The key model behind Sora, the breakthrough to achieving AGI?
The contribution of Transformer to the Diffusion process is similar to an engine upgrade.
Sora, who emerged out of nowhere, has crushed other text-to-video models, making global film industry practitioners tremble, injecting a strong stimulant into the surging AI trend, and further solidifying OpenAI's position as the leader in cutting-edge GenAI technology.
However, the technology driving Sora is actually based on the Diffusion Transformer architecture that appeared in the field of artificial intelligence research several years ago.
The most outstanding feature of this architecture is that it allows AI models to surpass previous technological limitations. The larger the parameter scale, the longer the training time, and the larger the training dataset, the better the video generation effect. Sora is a product of this "miraculous effort".
What is a Diffusion Transformer
In machine learning, there are two key concepts: 1) Diffusion; 2) Transformer.
First, let's talk about Diffusion. Most AI models that can generate images and videos, including OpenAI's DALL-E3, rely on a process called Diffusion to output images, videos, audio, and other content.
The working principle of Diffusion is to disrupt training data by continuously adding Gaussian noise (forward process), and then learn to restore the data by reversing this noise (reverse process). That is, random sampled noise is first input into the model, and data is generated through the learning denoising process.
During the reverse process of the model, diffusion relies on an engine called U-Net to learn to estimate the noise to be removed. However, U-Net is very complex, and its specially designed modules significantly reduce the speed at which diffusion generates data.
Transformer is the technological foundation behind mainstream LLMs such as GPT-4 and Gemini. It can replace U-Net and improve the efficiency of the Diffusion process. Transformer has a unique "attention mechanism". For each input data (such as image noise in Diffusion), Transformer balances the relevance of every other input (other noise in the image) and learns from it to generate results (estimated value of image noise).
The attention mechanism not only makes Transformer simpler than other model architectures but also makes the architecture parallelizable. In simple terms, it means that larger Transformer models can be trained, significantly improving computational capabilities. The concept of Diffusion Transformer was jointly proposed by Xie Saining, a computer professor at New York University, and William Peebles, the current co-director of OpenAI Sora.
Professor Xie Saining mentioned in a media interview:
"The contribution of Transformer to the Diffusion process is similar to upgrading an engine. The introduction of Transformer... signifies a significant leap in scalability and effectiveness. This is particularly evident in models like Sora, which benefit from training on massive video data and utilize higher model parameters to demonstrate the transformative potential of Transformer in large-scale applications."

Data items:
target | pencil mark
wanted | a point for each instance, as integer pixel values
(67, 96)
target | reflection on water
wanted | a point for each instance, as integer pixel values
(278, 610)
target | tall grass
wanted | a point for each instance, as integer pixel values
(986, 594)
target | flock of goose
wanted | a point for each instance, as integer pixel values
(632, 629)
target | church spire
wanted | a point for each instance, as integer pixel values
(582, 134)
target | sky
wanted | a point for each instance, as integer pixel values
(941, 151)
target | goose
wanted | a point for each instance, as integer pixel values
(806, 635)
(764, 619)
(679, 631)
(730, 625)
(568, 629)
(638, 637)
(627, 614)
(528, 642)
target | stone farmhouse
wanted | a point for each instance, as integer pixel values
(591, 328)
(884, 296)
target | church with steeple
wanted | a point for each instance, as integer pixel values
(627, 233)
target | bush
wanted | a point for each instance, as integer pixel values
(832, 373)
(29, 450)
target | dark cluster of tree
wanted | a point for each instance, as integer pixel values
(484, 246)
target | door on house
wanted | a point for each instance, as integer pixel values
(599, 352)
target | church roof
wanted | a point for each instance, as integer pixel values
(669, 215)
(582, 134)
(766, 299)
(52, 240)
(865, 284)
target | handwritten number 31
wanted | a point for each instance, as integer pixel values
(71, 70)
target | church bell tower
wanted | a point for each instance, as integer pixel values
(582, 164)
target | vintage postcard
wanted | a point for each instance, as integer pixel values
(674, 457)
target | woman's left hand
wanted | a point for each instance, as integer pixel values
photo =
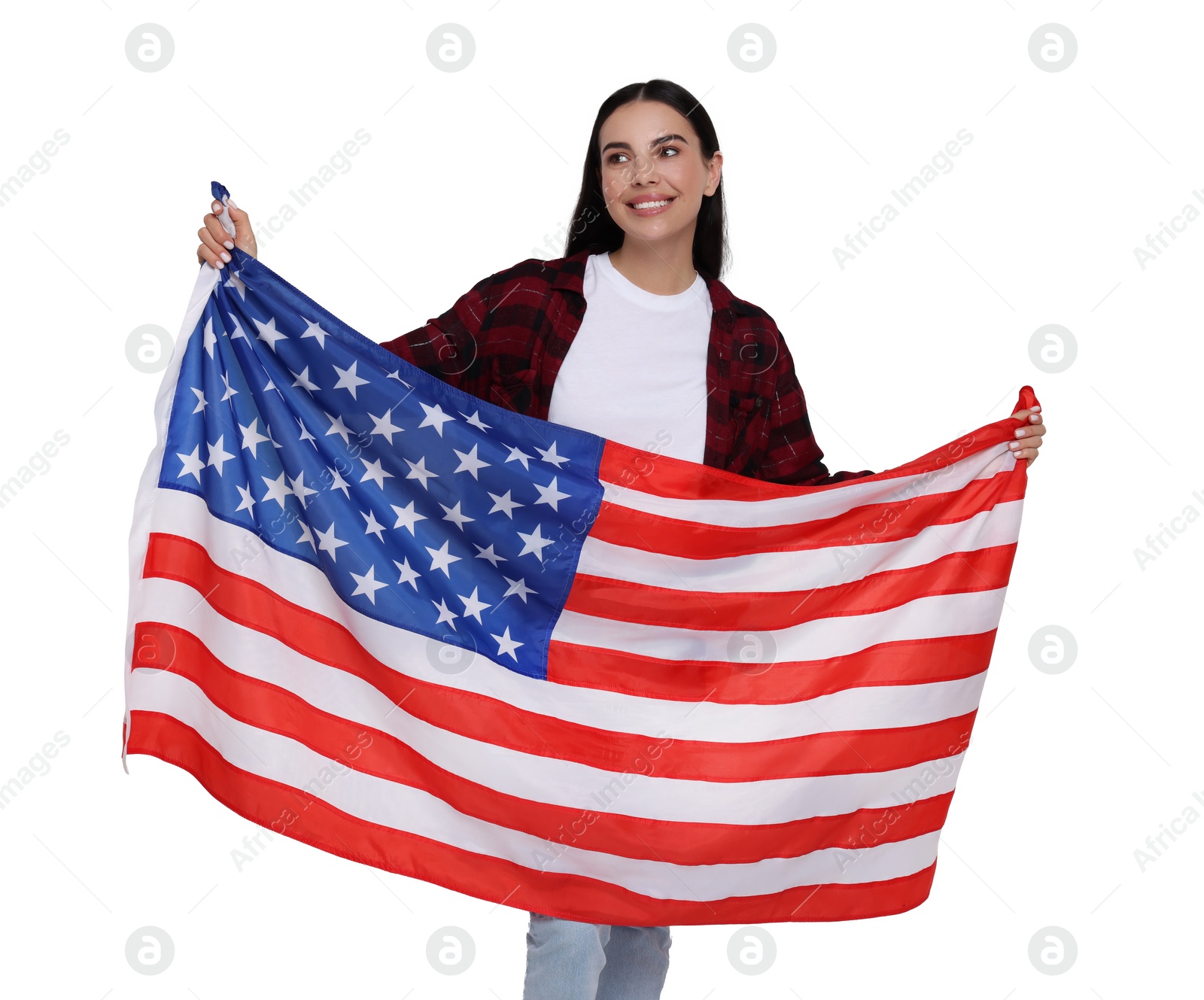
(1029, 438)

## To do
a - In the article about Sora, what engine does Diffusion rely on during the reverse process to estimate the noise to be removed?
b - Retype the article about Sora between "The key model" and "cutting-edge GenAI technology.", inclusive.
c - Continue the article about Sora, picking up after its last sentence.
These rows are separate from the article about Sora.

## Answers by item
a - U-Net

b -
The key model behind Sora, the breakthrough to achieving AGI?
The contribution of Transformer to the Diffusion process is similar to an engine upgrade.
Sora, who emerged out of nowhere, has crushed other text-to-video models, making global film industry practitioners tremble, injecting a strong stimulant into the surging AI trend, and further solidifying OpenAI's position as the leader in cutting-edge GenAI technology.

c -
Sora is the result of "great power comes great responsibility"
According to the analysis by Huafu Securities, the process of generating videos in Sora is roughly as follows:
- Video Encoding: VisualEncoder compresses the original video into a low-dimensional latent space, then decomposes the video into spatiotemporal patches and flattens them into a series of video tokens for processing by the transformer.
- Noise Addition and Denoising: In the diffusion model under the transformer architecture, spatiotemporal patches are conditioned with text, undergo noise addition and denoising successively to reach a decodable state.
- Video Decoding: Mapping the denoised low-dimensional latent representation back to pixel space.
It can be seen that the main feature of Sora is the replacement of the U-Net engine with a transformer. Analyst Shi Xiaojun believes that replacing U-Net with DiT's transformer as the model architecture in Sora has two major advantages:
- Transformer can decompose input videos into 3D patches, similar to how DiT decomposes images into blocks, breaking through limitations such as resolution and size, and can simultaneously process multi-dimensional information in time and space.
- Transformer continues the Scaling Law of OpenAI, with strong scalability. The larger the parameter scale, the longer the training time, and the larger the training dataset, the better the quality of the generated videos. For example, as the training iterations increase, the quality of the video of a puppy in the snow in Sora significantly improves.
However, the biggest drawback of Transformer is its high cost.
The memory requirements of its full attention mechanism will quadratically increase with the length of the input sequence, making it inadequate for processing high-resolution image signals. When dealing with high-dimensional signals like videos, the growth pattern of Transformer will make the computational cost very high. In other words, Sora's birth is the result of OpenAI, backed by Microsoft, burning computational power like crazy. Compared to the U-Net architecture, Transformer highlights the "brutal aesthetics" under the Scaling Law, where the larger the parameter scale, the longer the training time, and the larger the training dataset, the better the video generation effect; furthermore, under the large-scale training of Transformer, the scale effect gradually emerges, unleashing the emergent capability of the model.